TASK DIRECTIONS
Among the entries, how many lines hold the word "Mark"? Respond with that number only.

DATA TO USE
......

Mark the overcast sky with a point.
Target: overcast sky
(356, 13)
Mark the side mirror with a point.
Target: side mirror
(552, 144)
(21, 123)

......

RESULT OF THE EXERCISE
2